Region pointing data
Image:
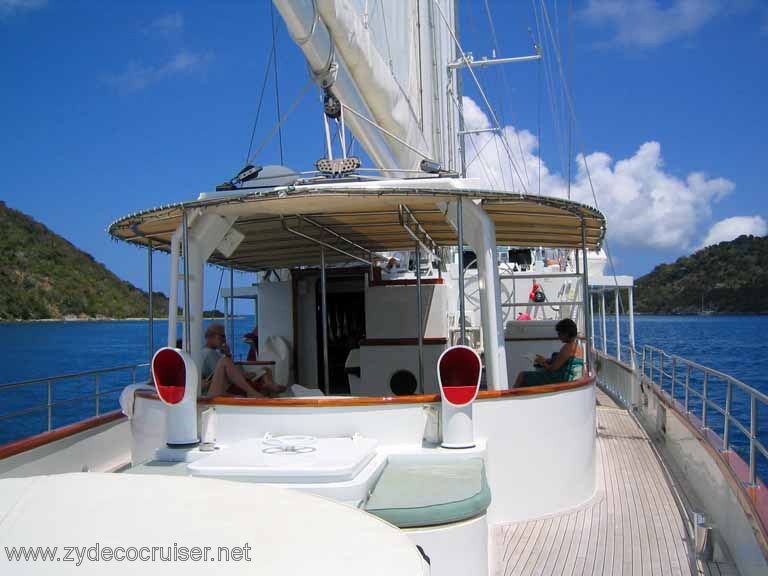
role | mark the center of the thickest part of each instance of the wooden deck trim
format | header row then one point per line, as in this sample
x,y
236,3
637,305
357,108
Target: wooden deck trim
x,y
403,341
620,363
26,444
380,400
753,499
536,339
406,282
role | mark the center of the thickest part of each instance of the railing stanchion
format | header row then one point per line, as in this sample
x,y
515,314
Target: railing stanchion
x,y
674,373
727,423
752,438
704,401
50,405
661,370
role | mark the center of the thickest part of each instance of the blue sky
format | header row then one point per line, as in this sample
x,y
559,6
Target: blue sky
x,y
112,107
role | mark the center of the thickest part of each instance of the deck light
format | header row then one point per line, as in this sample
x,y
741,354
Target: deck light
x,y
249,172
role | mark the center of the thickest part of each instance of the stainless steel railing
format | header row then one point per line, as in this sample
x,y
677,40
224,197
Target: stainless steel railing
x,y
676,377
51,404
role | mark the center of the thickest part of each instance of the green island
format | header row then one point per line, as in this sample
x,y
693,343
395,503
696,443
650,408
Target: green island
x,y
43,276
725,278
46,277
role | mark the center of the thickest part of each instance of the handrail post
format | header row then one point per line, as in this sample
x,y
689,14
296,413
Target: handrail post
x,y
704,401
752,438
674,373
50,405
661,370
97,395
727,424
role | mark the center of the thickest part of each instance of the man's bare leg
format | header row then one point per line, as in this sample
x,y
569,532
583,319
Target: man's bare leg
x,y
227,373
268,384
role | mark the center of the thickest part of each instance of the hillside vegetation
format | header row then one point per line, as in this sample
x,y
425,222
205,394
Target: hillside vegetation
x,y
44,276
727,278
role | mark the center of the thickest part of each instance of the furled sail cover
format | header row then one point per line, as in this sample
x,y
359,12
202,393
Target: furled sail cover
x,y
390,61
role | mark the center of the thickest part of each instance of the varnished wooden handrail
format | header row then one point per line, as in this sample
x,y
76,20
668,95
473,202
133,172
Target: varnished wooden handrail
x,y
437,341
322,402
13,448
406,282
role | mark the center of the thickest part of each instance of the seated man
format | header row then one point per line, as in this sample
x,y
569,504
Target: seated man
x,y
386,265
219,372
566,365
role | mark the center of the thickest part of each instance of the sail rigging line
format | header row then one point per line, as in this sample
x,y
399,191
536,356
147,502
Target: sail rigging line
x,y
261,100
277,78
385,131
480,90
478,151
580,140
570,82
285,116
538,118
419,120
507,92
550,87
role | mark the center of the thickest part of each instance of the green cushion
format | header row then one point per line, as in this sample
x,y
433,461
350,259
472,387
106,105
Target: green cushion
x,y
411,495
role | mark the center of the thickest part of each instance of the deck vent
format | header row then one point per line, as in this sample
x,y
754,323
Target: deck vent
x,y
458,371
338,166
177,379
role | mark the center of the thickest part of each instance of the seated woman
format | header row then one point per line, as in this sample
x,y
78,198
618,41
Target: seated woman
x,y
566,365
219,372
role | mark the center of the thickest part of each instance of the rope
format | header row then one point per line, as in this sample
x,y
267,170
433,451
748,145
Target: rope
x,y
277,79
277,127
261,100
505,86
579,139
482,92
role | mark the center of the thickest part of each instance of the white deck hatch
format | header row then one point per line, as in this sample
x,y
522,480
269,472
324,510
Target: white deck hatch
x,y
290,459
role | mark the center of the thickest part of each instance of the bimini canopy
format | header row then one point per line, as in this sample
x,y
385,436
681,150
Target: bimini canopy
x,y
285,227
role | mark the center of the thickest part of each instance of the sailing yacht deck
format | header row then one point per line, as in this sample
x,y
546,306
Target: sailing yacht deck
x,y
632,526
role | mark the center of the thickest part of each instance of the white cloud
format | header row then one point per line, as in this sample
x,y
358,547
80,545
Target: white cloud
x,y
138,76
11,7
168,25
648,23
645,205
734,227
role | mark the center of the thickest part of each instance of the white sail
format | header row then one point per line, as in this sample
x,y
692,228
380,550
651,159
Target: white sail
x,y
387,61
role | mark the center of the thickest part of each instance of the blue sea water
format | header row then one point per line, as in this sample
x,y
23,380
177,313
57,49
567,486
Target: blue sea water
x,y
45,349
735,345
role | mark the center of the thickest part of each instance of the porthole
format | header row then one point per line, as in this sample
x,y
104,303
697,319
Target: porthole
x,y
403,383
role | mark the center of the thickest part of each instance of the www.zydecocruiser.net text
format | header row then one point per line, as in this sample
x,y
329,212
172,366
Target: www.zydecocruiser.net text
x,y
98,553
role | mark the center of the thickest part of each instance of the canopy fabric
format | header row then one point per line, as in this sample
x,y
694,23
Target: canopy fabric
x,y
363,220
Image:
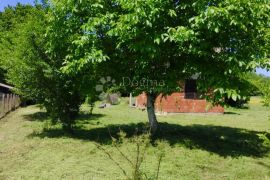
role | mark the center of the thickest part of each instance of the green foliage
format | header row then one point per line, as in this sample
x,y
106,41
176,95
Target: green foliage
x,y
34,59
135,157
262,85
167,41
157,43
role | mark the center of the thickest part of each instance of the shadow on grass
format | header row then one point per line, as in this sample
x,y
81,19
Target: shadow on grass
x,y
231,113
38,116
43,116
224,141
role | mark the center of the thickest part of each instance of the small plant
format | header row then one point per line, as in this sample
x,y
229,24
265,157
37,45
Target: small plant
x,y
265,139
136,158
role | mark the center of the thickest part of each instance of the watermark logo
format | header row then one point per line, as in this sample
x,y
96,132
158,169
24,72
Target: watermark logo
x,y
103,85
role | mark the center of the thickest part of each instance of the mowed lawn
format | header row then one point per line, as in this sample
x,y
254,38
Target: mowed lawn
x,y
196,146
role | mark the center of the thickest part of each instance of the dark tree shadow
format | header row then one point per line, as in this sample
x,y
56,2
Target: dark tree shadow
x,y
38,116
43,116
89,117
224,141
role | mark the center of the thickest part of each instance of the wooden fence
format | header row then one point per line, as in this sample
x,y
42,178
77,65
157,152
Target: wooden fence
x,y
8,102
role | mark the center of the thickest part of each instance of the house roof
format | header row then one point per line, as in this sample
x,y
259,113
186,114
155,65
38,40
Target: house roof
x,y
5,86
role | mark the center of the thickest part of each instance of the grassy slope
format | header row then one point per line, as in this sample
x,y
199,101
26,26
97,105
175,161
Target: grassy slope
x,y
197,146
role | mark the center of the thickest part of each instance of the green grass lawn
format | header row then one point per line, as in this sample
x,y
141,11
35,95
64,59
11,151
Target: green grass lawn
x,y
196,146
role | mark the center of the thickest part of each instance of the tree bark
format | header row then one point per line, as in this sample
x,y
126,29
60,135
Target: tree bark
x,y
151,113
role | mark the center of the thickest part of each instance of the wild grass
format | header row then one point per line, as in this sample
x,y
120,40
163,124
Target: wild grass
x,y
196,146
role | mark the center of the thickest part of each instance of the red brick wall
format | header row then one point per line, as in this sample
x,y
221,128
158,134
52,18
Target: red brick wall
x,y
176,103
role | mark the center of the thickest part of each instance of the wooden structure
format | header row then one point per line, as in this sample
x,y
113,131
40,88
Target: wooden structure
x,y
186,101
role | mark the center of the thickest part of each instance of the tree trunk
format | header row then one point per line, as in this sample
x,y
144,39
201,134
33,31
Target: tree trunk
x,y
151,113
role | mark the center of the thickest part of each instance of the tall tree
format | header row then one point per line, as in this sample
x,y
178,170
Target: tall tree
x,y
34,64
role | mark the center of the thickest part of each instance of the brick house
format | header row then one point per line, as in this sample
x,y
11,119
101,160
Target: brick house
x,y
186,101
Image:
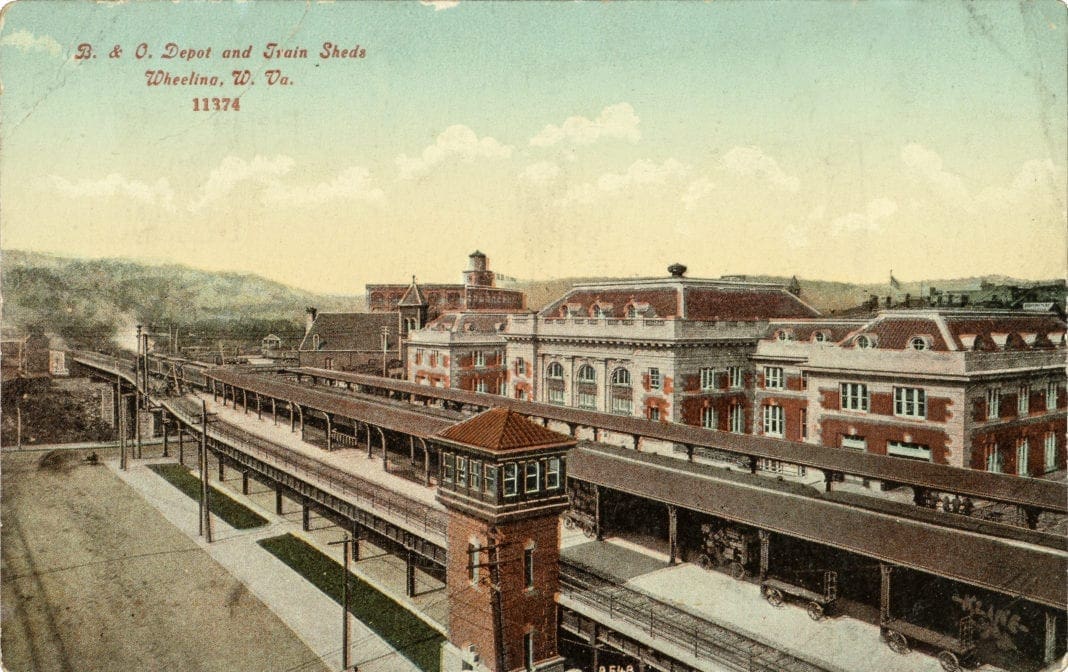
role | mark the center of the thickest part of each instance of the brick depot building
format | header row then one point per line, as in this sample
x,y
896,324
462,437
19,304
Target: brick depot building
x,y
979,390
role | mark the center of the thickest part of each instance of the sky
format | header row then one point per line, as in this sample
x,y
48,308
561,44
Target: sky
x,y
828,140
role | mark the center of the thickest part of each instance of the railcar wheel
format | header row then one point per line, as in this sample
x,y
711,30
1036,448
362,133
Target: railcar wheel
x,y
897,642
948,661
774,596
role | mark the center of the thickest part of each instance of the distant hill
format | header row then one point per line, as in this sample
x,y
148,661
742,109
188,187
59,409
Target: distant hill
x,y
89,301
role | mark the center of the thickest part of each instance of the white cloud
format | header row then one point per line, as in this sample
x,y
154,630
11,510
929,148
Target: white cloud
x,y
615,121
25,41
116,185
926,165
641,172
234,170
1036,175
455,142
542,172
745,161
868,221
697,190
439,4
354,183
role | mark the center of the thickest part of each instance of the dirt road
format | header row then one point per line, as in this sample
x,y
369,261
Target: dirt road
x,y
93,578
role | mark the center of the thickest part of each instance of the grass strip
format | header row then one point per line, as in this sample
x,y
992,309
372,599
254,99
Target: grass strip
x,y
235,515
406,633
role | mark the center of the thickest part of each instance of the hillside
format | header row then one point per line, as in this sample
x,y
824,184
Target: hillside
x,y
89,301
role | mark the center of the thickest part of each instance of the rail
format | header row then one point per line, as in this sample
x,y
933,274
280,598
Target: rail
x,y
417,516
704,639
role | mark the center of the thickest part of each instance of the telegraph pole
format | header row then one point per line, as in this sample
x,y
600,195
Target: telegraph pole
x,y
205,509
344,599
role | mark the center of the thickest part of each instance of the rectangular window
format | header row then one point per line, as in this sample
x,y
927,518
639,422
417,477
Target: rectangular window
x,y
854,396
511,479
461,471
993,403
738,419
449,467
734,376
910,402
773,420
473,563
708,418
532,472
529,651
529,566
552,473
475,474
993,459
707,378
911,451
853,442
773,377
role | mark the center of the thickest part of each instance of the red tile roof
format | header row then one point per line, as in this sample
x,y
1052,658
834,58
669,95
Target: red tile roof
x,y
503,430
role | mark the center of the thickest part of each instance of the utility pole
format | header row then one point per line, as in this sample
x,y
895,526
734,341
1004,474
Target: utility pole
x,y
344,599
205,509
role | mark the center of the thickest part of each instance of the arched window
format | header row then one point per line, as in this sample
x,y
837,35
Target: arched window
x,y
586,374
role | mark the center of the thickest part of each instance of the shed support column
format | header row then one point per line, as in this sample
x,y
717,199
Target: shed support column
x,y
598,528
386,462
426,464
1050,651
672,534
409,573
885,572
765,544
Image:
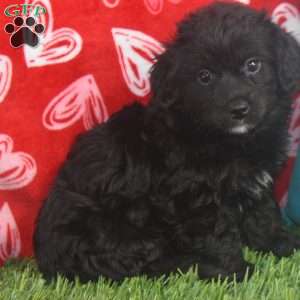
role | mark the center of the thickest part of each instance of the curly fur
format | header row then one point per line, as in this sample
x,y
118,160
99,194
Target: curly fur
x,y
169,186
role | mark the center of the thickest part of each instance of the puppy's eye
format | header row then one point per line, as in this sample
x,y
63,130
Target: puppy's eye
x,y
252,66
205,77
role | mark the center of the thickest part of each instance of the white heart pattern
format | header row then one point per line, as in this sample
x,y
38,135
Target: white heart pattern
x,y
81,99
5,76
17,169
294,129
10,241
154,6
111,3
136,53
56,46
287,16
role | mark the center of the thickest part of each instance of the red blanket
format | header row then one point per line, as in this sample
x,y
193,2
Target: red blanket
x,y
93,57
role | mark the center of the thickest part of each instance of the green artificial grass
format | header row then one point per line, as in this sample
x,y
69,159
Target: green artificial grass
x,y
274,279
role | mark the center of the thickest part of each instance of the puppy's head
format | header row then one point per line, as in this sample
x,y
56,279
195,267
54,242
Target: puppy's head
x,y
229,69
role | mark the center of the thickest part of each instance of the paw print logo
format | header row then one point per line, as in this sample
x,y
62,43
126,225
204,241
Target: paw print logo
x,y
24,32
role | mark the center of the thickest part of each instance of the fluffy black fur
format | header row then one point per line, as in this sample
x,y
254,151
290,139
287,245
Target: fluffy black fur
x,y
188,179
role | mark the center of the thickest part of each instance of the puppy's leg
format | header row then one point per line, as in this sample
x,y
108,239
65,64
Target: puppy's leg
x,y
219,255
207,267
263,230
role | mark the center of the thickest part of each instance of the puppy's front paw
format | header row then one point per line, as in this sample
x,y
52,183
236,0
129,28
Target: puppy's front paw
x,y
245,272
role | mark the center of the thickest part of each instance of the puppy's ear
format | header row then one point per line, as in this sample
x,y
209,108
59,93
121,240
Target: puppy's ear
x,y
288,58
163,78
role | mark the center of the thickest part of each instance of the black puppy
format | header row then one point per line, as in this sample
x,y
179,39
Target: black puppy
x,y
187,180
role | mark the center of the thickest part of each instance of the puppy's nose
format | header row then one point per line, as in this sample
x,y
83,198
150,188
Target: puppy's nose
x,y
239,110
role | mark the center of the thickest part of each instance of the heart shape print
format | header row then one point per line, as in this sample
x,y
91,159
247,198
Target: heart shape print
x,y
10,241
136,53
154,6
287,16
17,169
81,99
5,76
56,46
111,3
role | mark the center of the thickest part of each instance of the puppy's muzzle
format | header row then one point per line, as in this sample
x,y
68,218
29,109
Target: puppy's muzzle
x,y
239,110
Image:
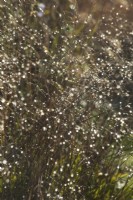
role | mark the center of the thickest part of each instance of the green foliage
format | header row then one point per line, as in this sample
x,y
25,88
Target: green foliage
x,y
66,102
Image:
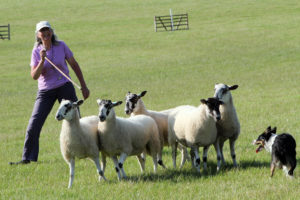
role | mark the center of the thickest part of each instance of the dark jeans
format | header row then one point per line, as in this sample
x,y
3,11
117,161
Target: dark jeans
x,y
43,104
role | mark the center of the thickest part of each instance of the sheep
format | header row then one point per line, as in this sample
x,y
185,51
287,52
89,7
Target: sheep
x,y
194,127
127,136
229,125
135,106
78,137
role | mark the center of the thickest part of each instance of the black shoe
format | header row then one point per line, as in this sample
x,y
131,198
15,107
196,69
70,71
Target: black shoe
x,y
22,162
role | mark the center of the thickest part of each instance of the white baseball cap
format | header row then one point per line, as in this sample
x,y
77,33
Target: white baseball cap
x,y
42,24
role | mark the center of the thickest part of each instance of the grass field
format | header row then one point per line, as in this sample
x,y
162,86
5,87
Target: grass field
x,y
252,43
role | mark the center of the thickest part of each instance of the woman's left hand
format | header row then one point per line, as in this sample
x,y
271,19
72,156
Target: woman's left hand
x,y
85,92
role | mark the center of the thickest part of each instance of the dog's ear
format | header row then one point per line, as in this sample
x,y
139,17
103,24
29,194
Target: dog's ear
x,y
274,130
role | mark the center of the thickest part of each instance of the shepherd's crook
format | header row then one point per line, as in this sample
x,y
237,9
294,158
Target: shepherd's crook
x,y
62,73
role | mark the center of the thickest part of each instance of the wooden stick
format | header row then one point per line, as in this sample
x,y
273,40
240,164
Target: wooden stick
x,y
62,73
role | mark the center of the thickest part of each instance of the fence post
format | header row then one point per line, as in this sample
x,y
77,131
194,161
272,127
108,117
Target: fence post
x,y
8,27
171,19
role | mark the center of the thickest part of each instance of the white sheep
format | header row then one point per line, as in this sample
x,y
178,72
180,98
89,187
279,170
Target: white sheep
x,y
135,106
229,125
78,137
127,136
195,127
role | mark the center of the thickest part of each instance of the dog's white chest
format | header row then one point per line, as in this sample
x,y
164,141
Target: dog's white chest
x,y
269,144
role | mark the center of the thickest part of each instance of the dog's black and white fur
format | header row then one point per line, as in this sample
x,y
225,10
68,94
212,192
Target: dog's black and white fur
x,y
282,148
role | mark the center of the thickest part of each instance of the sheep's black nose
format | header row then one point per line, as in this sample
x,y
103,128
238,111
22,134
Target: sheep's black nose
x,y
102,118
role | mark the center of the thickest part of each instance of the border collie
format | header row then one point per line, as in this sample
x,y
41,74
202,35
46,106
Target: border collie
x,y
282,148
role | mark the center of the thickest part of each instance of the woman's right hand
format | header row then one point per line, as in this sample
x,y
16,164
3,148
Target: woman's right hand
x,y
43,54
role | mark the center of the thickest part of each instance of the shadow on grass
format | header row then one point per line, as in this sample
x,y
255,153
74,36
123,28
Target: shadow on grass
x,y
175,175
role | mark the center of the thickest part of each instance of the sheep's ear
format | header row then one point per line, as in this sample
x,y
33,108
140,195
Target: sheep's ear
x,y
78,103
233,87
142,93
117,103
203,101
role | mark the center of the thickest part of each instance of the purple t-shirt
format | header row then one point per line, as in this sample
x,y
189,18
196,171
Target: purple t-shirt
x,y
50,78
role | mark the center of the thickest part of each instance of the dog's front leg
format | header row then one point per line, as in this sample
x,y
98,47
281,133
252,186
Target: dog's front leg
x,y
272,168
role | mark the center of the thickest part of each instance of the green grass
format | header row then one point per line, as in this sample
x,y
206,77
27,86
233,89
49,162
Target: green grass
x,y
252,43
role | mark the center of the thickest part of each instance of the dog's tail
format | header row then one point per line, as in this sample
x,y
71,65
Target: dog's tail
x,y
292,162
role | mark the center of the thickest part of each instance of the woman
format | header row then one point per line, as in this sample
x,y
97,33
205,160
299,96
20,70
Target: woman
x,y
52,85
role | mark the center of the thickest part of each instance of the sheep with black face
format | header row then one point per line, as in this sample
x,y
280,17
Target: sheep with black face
x,y
195,127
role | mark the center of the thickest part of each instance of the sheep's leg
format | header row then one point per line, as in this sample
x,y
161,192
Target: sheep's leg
x,y
72,171
144,156
205,150
154,158
221,144
217,148
122,159
192,154
160,161
184,156
115,160
174,152
232,151
103,162
100,172
285,169
141,162
197,158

Exercise aim:
Taking the entries above, write out exactly each line from the one holding "Target: wild grass" to the one holding "the brick house", both included, and stop there.

Answer:
Target: wild grass
x,y
196,146
role | mark the center of the thickest part of each instance of the red brick wall
format | header row then one point per line, as in this sample
x,y
221,128
158,134
52,18
Target: red brick wall
x,y
176,103
role | mark the center of the thickest part of each instance of the wooden structure
format | header row then one point per line, as in this sample
x,y
113,131
40,88
Target: wooden structure
x,y
186,101
role | mark the center of the thickest part of each instance of the tree trunk
format | header row then one point per line, as in this sample
x,y
144,39
201,134
33,31
Target: tree trunk
x,y
151,113
role | mark the center of the thickest part of each instance of the tall tree
format | header row then one point per line, as in this sample
x,y
178,170
Target: tall tree
x,y
34,64
role | mark the center of the thickest part of each instance of the brick house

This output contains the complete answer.